(Data records)
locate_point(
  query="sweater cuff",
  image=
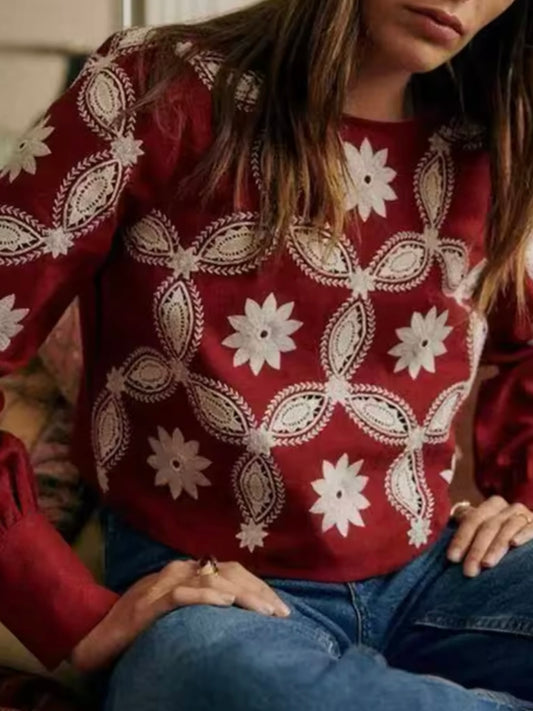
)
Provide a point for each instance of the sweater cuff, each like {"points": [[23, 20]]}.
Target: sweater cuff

---

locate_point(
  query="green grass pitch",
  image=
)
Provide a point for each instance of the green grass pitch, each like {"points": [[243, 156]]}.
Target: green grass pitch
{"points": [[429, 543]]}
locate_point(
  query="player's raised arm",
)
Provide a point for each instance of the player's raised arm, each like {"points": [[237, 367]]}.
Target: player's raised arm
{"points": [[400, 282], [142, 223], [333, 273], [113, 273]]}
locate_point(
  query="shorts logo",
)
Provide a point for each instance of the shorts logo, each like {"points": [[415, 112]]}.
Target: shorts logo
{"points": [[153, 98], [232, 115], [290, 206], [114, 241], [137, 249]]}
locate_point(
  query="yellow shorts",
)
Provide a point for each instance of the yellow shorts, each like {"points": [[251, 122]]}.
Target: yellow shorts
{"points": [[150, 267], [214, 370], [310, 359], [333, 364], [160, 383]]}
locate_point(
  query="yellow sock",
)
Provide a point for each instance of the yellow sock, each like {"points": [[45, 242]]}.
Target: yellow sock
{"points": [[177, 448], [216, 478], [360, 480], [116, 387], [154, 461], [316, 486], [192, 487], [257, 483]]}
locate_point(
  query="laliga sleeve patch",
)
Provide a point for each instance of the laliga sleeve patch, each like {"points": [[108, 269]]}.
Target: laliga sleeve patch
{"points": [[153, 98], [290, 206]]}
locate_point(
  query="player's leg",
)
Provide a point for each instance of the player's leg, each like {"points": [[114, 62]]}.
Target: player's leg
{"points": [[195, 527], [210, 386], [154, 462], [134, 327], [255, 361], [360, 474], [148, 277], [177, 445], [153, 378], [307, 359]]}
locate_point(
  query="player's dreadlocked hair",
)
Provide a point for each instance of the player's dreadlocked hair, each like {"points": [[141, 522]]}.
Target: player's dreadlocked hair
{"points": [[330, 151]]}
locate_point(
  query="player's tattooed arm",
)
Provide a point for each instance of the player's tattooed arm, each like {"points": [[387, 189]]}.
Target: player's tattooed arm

● WRITTEN TASK
Which lines of the data above contain the string "Target"? Find each of them and copy it out whole.

● CORRECT RESULT
Target: sweater cuff
Target: green grass pitch
Target: player's raised arm
Target: shorts logo
Target: yellow shorts
Target: yellow sock
Target: laliga sleeve patch
Target: player's leg
Target: player's dreadlocked hair
Target: player's tattooed arm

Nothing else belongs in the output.